§ Exercise brief
Copy all records verbatim, images excluded.

§ Data supplied
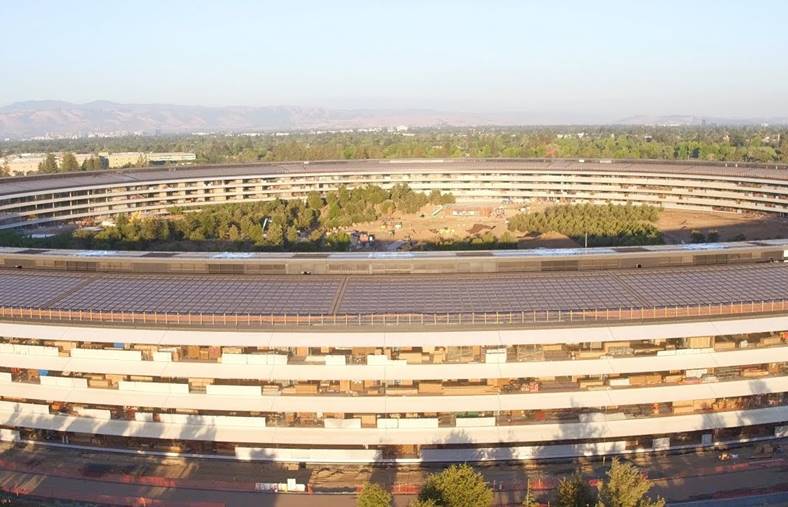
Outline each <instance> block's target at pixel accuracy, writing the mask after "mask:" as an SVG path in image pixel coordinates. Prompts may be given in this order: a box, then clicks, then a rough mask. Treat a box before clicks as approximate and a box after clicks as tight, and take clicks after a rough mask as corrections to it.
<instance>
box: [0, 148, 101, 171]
mask: <svg viewBox="0 0 788 507" xmlns="http://www.w3.org/2000/svg"><path fill="white" fill-rule="evenodd" d="M46 156H47V154H46V153H19V154H17V155H9V156H7V157H6V158H5V162H6V163H8V170H9V175H10V176H24V175H26V174H31V173H35V172H38V164H40V163H41V162H43V161H44V159H45V158H46ZM74 156H75V157H76V159H77V162H78V163H79V164H82V162H84V161H85V159H87V158H90V157H91V154H90V153H75V154H74ZM55 158H56V159H57V163H58V165H60V164H61V163H62V162H63V154H62V153H56V154H55Z"/></svg>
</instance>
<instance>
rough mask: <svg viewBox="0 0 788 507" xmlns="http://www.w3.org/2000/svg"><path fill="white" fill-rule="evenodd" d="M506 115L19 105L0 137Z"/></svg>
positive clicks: (168, 107) (272, 109)
mask: <svg viewBox="0 0 788 507" xmlns="http://www.w3.org/2000/svg"><path fill="white" fill-rule="evenodd" d="M497 121H503V122H504V123H507V124H509V123H511V122H510V121H506V119H505V118H504V117H503V116H495V115H489V116H485V115H479V114H464V113H451V112H441V111H432V110H418V109H397V110H384V109H380V110H375V109H354V110H341V109H324V108H312V107H297V106H273V107H245V106H227V107H204V106H181V105H172V104H118V103H114V102H106V101H96V102H88V103H86V104H74V103H70V102H60V101H51V100H44V101H29V102H17V103H14V104H11V105H8V106H5V107H0V137H12V138H24V137H39V136H74V135H81V136H85V135H89V134H108V133H134V132H144V133H146V134H154V133H157V132H158V133H188V132H245V131H272V130H296V129H320V128H322V129H349V128H364V127H393V126H398V125H409V126H426V127H431V126H437V125H456V126H468V125H482V124H484V125H489V124H491V123H496V122H497Z"/></svg>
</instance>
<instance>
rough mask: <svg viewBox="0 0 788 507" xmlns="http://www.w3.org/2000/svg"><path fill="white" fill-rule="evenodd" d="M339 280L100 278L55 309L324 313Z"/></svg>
mask: <svg viewBox="0 0 788 507" xmlns="http://www.w3.org/2000/svg"><path fill="white" fill-rule="evenodd" d="M338 287H339V280H337V279H333V278H311V279H301V278H292V279H288V278H285V277H262V278H245V277H238V278H231V277H193V276H188V277H186V276H183V277H182V276H170V277H164V278H161V277H151V276H138V277H134V276H125V277H115V276H105V277H102V278H97V279H96V280H95V281H93V282H92V283H91V284H90V289H89V290H84V291H75V292H74V293H72V294H68V295H66V296H65V297H63V298H62V299H60V300H59V301H58V302H57V303H56V304H54V305H53V308H54V309H64V310H65V309H77V310H91V309H92V310H105V311H130V312H162V311H164V312H179V313H189V312H191V313H239V314H244V313H255V314H266V313H276V314H280V313H293V314H295V313H304V314H306V313H313V314H320V313H329V312H330V311H331V303H332V301H333V298H334V295H335V294H336V291H337V289H338Z"/></svg>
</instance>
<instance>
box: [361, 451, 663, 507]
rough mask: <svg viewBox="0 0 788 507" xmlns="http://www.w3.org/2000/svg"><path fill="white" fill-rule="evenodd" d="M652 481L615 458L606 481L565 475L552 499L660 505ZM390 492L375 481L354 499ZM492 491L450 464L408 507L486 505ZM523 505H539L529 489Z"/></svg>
mask: <svg viewBox="0 0 788 507" xmlns="http://www.w3.org/2000/svg"><path fill="white" fill-rule="evenodd" d="M652 486H653V484H652V483H651V481H649V480H648V479H647V478H646V477H645V476H644V475H643V474H642V473H641V471H640V470H639V469H638V468H637V467H636V466H634V465H632V464H630V463H625V462H622V461H619V460H618V459H617V458H614V459H613V461H612V463H611V466H610V469H609V470H608V471H607V475H606V478H605V480H601V481H598V482H597V485H596V487H592V486H591V484H590V483H589V481H588V480H587V479H585V478H584V477H583V476H581V475H580V474H575V475H572V476H569V477H564V478H562V479H561V481H560V482H559V483H558V487H557V488H556V491H555V493H554V498H553V499H552V500H553V502H552V503H550V504H548V505H556V506H557V507H663V506H664V505H665V500H663V499H662V498H651V497H649V495H648V492H649V490H650V489H651V488H652ZM392 499H393V498H392V496H391V493H389V492H388V491H386V490H385V489H384V488H383V487H381V486H380V485H378V484H375V483H367V484H366V485H364V487H363V488H362V490H361V491H360V493H359V494H358V496H357V498H356V505H357V506H358V507H390V506H391V505H392ZM492 504H493V491H492V488H490V486H489V484H487V482H486V481H485V480H484V476H482V474H480V473H479V472H477V471H475V470H474V469H473V468H472V467H471V466H470V465H467V464H464V465H452V466H451V467H449V468H447V469H445V470H443V471H441V472H439V473H435V474H431V475H429V476H428V477H427V479H426V480H425V482H424V484H423V485H422V487H421V491H420V492H419V495H418V498H417V499H416V500H414V501H412V502H411V503H410V507H489V506H491V505H492ZM523 505H524V506H525V507H534V506H536V505H540V503H539V502H537V500H536V498H535V496H534V495H533V494H532V493H531V491H530V489H529V490H528V491H526V494H525V498H524V499H523Z"/></svg>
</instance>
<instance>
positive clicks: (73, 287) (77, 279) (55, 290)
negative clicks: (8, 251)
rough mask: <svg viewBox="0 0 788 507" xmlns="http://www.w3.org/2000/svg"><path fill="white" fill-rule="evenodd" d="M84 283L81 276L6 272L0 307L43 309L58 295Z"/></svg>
mask: <svg viewBox="0 0 788 507" xmlns="http://www.w3.org/2000/svg"><path fill="white" fill-rule="evenodd" d="M84 282H85V279H84V278H82V277H80V276H79V275H70V276H62V275H48V274H44V273H36V274H35V275H34V276H30V275H29V274H26V273H25V274H23V273H20V272H15V271H5V272H2V276H0V305H2V306H21V307H34V308H38V307H42V306H45V305H46V304H47V302H48V301H51V300H53V299H54V298H56V297H57V296H58V295H60V294H63V293H64V292H66V291H69V290H73V289H74V288H76V287H78V286H79V285H80V284H82V283H84Z"/></svg>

§ Response
Outline each <instance> block's target at pixel accuracy, writing the mask after "mask:" as an SVG path in image pixel coordinates. Prompts may be given in this order: a box, then clicks, then a rough mask. Treat a box before clicks as approximate and a box after clicks as tight, and take clicks after a rough mask as corrections to it.
<instance>
box: [0, 148, 101, 171]
mask: <svg viewBox="0 0 788 507" xmlns="http://www.w3.org/2000/svg"><path fill="white" fill-rule="evenodd" d="M46 156H47V154H46V153H19V154H17V155H9V156H7V157H6V158H5V162H6V163H8V170H9V175H10V176H24V175H26V174H31V173H35V172H38V164H40V163H41V162H43V161H44V159H45V158H46ZM74 156H75V157H76V159H77V162H78V163H79V164H82V162H84V161H85V159H87V158H90V157H91V154H90V153H75V154H74ZM55 158H56V159H57V163H58V165H60V164H61V163H62V162H63V154H62V153H56V154H55Z"/></svg>
</instance>
<instance>
rough mask: <svg viewBox="0 0 788 507" xmlns="http://www.w3.org/2000/svg"><path fill="white" fill-rule="evenodd" d="M506 115L19 105L0 137Z"/></svg>
positive clicks: (168, 107) (272, 109)
mask: <svg viewBox="0 0 788 507" xmlns="http://www.w3.org/2000/svg"><path fill="white" fill-rule="evenodd" d="M497 121H503V122H504V123H507V124H509V123H511V122H510V121H506V119H505V118H504V117H503V116H495V115H489V116H485V115H479V114H464V113H451V112H441V111H432V110H418V109H397V110H384V109H380V110H375V109H354V110H341V109H324V108H312V107H297V106H273V107H245V106H227V107H204V106H181V105H172V104H118V103H114V102H106V101H96V102H88V103H86V104H74V103H70V102H60V101H51V100H44V101H29V102H17V103H14V104H11V105H8V106H5V107H0V137H12V138H24V137H39V136H74V135H81V136H85V135H89V134H108V133H134V132H144V133H146V134H154V133H157V132H158V133H188V132H245V131H272V130H296V129H320V128H322V129H349V128H364V127H393V126H398V125H409V126H426V127H431V126H437V125H456V126H468V125H482V124H484V125H489V124H491V123H496V122H497Z"/></svg>
</instance>
<instance>
rough mask: <svg viewBox="0 0 788 507" xmlns="http://www.w3.org/2000/svg"><path fill="white" fill-rule="evenodd" d="M339 280L100 278L55 309L324 313Z"/></svg>
mask: <svg viewBox="0 0 788 507" xmlns="http://www.w3.org/2000/svg"><path fill="white" fill-rule="evenodd" d="M338 287H339V280H337V279H333V278H311V279H301V278H292V279H288V278H285V277H262V278H245V277H238V278H231V277H193V276H188V277H186V276H183V277H182V276H170V277H164V278H161V277H151V276H138V277H134V276H125V277H115V276H105V277H102V278H97V279H96V280H95V281H93V282H92V283H91V284H90V289H89V290H84V291H75V292H74V293H72V294H68V295H66V296H65V297H63V298H62V299H60V300H59V301H58V302H57V303H56V304H54V305H53V308H54V309H64V310H65V309H77V310H91V309H92V310H105V311H130V312H162V311H164V312H179V313H189V312H191V313H239V314H244V313H255V314H266V313H276V314H280V313H293V314H295V313H304V314H306V313H313V314H320V313H329V312H330V311H331V303H332V301H333V298H334V295H335V294H336V291H337V289H338Z"/></svg>
</instance>
<instance>
box: [361, 451, 663, 507]
rough mask: <svg viewBox="0 0 788 507" xmlns="http://www.w3.org/2000/svg"><path fill="white" fill-rule="evenodd" d="M652 481L615 458L606 481L565 475L552 499L660 505ZM390 492L375 481L354 499ZM492 491L450 464L408 507L486 505ZM523 505H539L529 489Z"/></svg>
mask: <svg viewBox="0 0 788 507" xmlns="http://www.w3.org/2000/svg"><path fill="white" fill-rule="evenodd" d="M652 486H653V484H652V483H651V481H649V480H648V479H647V478H646V477H645V476H644V475H643V474H642V473H641V471H640V470H639V469H638V468H637V467H636V466H634V465H632V464H630V463H625V462H622V461H619V460H618V459H617V458H614V459H613V461H612V463H611V466H610V469H609V470H608V471H607V475H606V478H605V480H601V481H598V482H597V485H596V487H592V486H591V484H590V483H589V481H588V480H587V479H585V478H584V477H583V476H581V475H580V474H575V475H572V476H569V477H564V478H562V479H561V481H560V482H559V483H558V487H557V488H556V491H555V493H554V498H553V499H552V500H553V502H552V503H550V504H548V505H556V506H557V507H663V506H664V505H665V500H663V499H662V498H651V497H649V495H648V492H649V490H650V489H651V488H652ZM392 499H393V498H392V496H391V493H389V492H388V491H386V490H385V489H384V488H383V487H381V486H380V485H378V484H375V483H367V484H366V485H364V487H363V488H362V490H361V491H360V493H359V494H358V496H357V498H356V505H357V506H358V507H390V506H391V505H392ZM492 504H493V491H492V488H490V486H489V484H487V482H486V481H485V480H484V476H482V474H480V473H479V472H477V471H475V470H474V469H473V468H472V467H471V466H470V465H467V464H464V465H452V466H451V467H449V468H447V469H445V470H443V471H441V472H439V473H435V474H431V475H429V476H428V477H427V479H426V480H425V482H424V484H423V485H422V487H421V491H420V492H419V495H418V498H417V499H416V500H414V501H412V502H411V503H410V507H489V506H491V505H492ZM523 505H524V506H525V507H534V506H536V505H540V503H539V502H537V500H536V498H535V496H534V495H533V494H532V493H531V491H530V489H529V490H528V491H526V494H525V498H524V499H523Z"/></svg>
</instance>
<instance>
positive clicks: (73, 287) (77, 279) (55, 290)
negative clicks: (8, 251)
rough mask: <svg viewBox="0 0 788 507" xmlns="http://www.w3.org/2000/svg"><path fill="white" fill-rule="evenodd" d="M84 283L81 276L6 272L0 307L43 309L58 295Z"/></svg>
mask: <svg viewBox="0 0 788 507" xmlns="http://www.w3.org/2000/svg"><path fill="white" fill-rule="evenodd" d="M84 282H85V279H84V278H82V277H80V276H79V275H70V276H62V275H48V274H44V273H36V274H35V275H34V276H30V275H29V274H26V273H25V274H23V273H20V272H15V271H5V272H2V276H0V305H2V306H21V307H34V308H38V307H42V306H45V305H46V304H47V302H48V301H51V300H53V299H54V298H56V297H57V296H58V295H60V294H63V293H64V292H66V291H69V290H73V289H74V288H76V287H78V286H79V285H80V284H82V283H84Z"/></svg>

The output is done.